[Data items]
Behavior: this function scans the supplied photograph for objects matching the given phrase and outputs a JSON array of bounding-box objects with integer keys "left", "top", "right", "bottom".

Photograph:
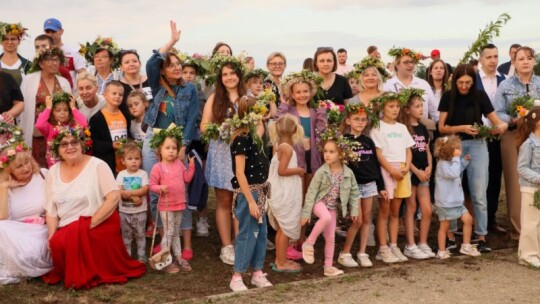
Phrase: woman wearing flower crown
[
  {"left": 18, "top": 47, "right": 71, "bottom": 168},
  {"left": 43, "top": 127, "right": 146, "bottom": 289},
  {"left": 0, "top": 123, "right": 52, "bottom": 284},
  {"left": 0, "top": 22, "right": 32, "bottom": 85},
  {"left": 200, "top": 47, "right": 246, "bottom": 265}
]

#### GOAL
Count how many lines of the items contain the string "left", treating case as significant. Give only the number.

#### COMPLETE RESPONSE
6